今回の特集はシカゴに長くお住いの方でも意外と知らない面白いシカゴ情報ばかりを集めてみました。「え?あれってそうだったんだ!」とか、「知らなかった〜」と唸って頂けそうなネタばかりを編集部の先輩とたまちゃんがお届けします。是非ご賞味ください!
●たま:先輩、おはようございます!さっき編集長の部屋に呼ばれてたみたいですけど、今月の特集のトピック決まったんですか?
■先輩:うん、今回はちょっといつもと違った感じで、「こんなシカゴご存知でしたか?」っていうテーマで、シカゴに最近来られた方は勿論、長く住んでいる人でも意外と知らない不思議な事やおかしな物を紹介して欲しいんだって。
●たま:なんかざっくりしたトピックですね。
■先輩:うん、例えばハイウェイの横にあるあのドーム型の建物あるでしょ?あれは冬の間に除雪の時に使う塩の貯蔵庫なんだけど、初めてあれを見た人は「なんだろう?」って思うじゃない?最近は暖冬だったし、シカゴ歴が数年になった人でも知らない人がいるんだって。
●たま:なるほど。。。いやいや、思い出しました!先輩ッ!私がシカゴに来たばっかりの時、あれは某秘密結社の諜報施設で、中にスーパーコンピューターが入ってるって大嘘ついたでしょ!おかげで後で大恥かいたんですよ!

======

本文のうち「今回の特集はシカゴに長くお住いの方でも」で始まる段落を、主な事実を残したまま箇条書きで簡潔に書き直すこと。

境界ラベリング項目
======

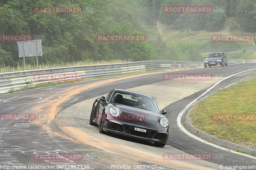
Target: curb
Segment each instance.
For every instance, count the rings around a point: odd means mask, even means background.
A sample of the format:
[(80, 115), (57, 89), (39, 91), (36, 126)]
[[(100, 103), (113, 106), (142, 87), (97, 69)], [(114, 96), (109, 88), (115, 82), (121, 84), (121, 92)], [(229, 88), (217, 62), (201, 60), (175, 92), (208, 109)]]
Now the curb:
[(221, 139), (218, 138), (217, 137), (213, 136), (211, 135), (209, 135), (195, 127), (192, 124), (192, 123), (190, 121), (190, 119), (189, 119), (189, 115), (190, 114), (191, 110), (194, 107), (194, 106), (196, 104), (198, 103), (209, 96), (209, 95), (206, 96), (193, 103), (191, 107), (190, 108), (188, 111), (187, 113), (185, 113), (184, 115), (185, 117), (184, 123), (186, 125), (185, 125), (185, 126), (190, 131), (190, 132), (191, 133), (198, 136), (204, 139), (207, 140), (211, 142), (215, 143), (228, 148), (233, 149), (235, 150), (239, 149), (240, 151), (244, 151), (248, 153), (248, 154), (253, 155), (255, 156), (256, 156), (256, 150), (249, 148), (245, 146), (237, 144), (233, 142), (228, 142), (223, 139)]

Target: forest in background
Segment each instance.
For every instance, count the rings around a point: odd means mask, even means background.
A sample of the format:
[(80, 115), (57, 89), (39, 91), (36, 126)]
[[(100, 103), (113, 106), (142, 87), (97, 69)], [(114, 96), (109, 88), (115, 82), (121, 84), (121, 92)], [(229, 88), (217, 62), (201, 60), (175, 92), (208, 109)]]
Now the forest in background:
[[(154, 27), (156, 21), (178, 29), (216, 31), (227, 17), (235, 17), (243, 30), (256, 31), (256, 0), (12, 0), (0, 1), (0, 34), (40, 35), (40, 63), (89, 60), (183, 61), (202, 60), (195, 42), (181, 41), (167, 45)], [(165, 6), (211, 6), (223, 12), (209, 14), (166, 14)], [(38, 14), (36, 6), (81, 6), (78, 14)], [(144, 42), (99, 42), (98, 34), (144, 34)], [(26, 57), (34, 64), (35, 57)], [(0, 66), (23, 65), (17, 42), (0, 42)]]

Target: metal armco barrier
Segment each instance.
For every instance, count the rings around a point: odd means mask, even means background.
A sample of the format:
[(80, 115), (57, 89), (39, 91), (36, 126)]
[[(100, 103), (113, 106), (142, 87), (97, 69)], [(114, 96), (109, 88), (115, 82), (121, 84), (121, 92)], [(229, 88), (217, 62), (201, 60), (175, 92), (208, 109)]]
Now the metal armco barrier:
[(250, 58), (250, 62), (253, 61), (256, 61), (256, 58)]
[[(149, 70), (182, 67), (200, 67), (204, 62), (175, 61), (146, 61), (117, 64), (74, 66), (34, 70), (0, 73), (0, 93), (12, 89), (51, 82), (35, 80), (33, 76), (38, 74), (56, 73), (79, 74), (83, 78), (102, 76), (142, 72)], [(32, 81), (31, 81), (32, 80)], [(54, 81), (58, 81), (55, 80)], [(59, 81), (63, 81), (63, 80)], [(28, 84), (28, 82), (32, 83)]]

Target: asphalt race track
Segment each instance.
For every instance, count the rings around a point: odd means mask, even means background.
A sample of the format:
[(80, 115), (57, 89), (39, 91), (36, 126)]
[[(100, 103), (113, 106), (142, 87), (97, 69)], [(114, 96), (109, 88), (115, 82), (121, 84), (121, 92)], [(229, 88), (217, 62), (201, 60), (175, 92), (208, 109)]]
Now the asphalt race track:
[[(228, 66), (166, 70), (1, 95), (0, 169), (204, 170), (221, 169), (220, 165), (224, 169), (227, 169), (225, 166), (255, 166), (256, 157), (232, 153), (196, 140), (182, 131), (177, 121), (188, 104), (219, 81), (255, 68), (256, 63), (229, 63)], [(211, 74), (212, 79), (164, 81), (163, 74), (168, 73)], [(205, 95), (255, 74), (256, 69), (235, 75)], [(167, 111), (171, 130), (167, 145), (156, 147), (147, 141), (100, 134), (97, 127), (89, 125), (88, 115), (94, 99), (114, 88), (153, 96), (159, 109)], [(28, 121), (2, 119), (3, 114), (14, 114), (35, 116)], [(212, 158), (207, 161), (163, 159), (165, 153), (184, 152), (210, 153)], [(38, 157), (49, 153), (77, 156), (44, 160)]]

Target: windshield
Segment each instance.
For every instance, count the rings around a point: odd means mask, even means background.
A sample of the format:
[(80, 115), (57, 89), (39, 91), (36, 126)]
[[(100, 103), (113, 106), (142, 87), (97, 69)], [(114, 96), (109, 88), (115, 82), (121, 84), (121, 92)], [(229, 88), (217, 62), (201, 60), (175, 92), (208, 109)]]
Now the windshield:
[(209, 54), (207, 56), (206, 58), (222, 57), (221, 53)]
[(143, 96), (124, 92), (116, 92), (111, 101), (115, 103), (158, 112), (154, 100)]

======

結果:
- 今回の特集では、シカゴに長く住む人でも意外と知らない面白いシカゴ情報を集めている
- 「知らなかった」と唸るようなネタを紹介する
- 届けるのは編集部の先輩とたまちゃん
- 読者にぜひ楽しんでほしいと呼びかけている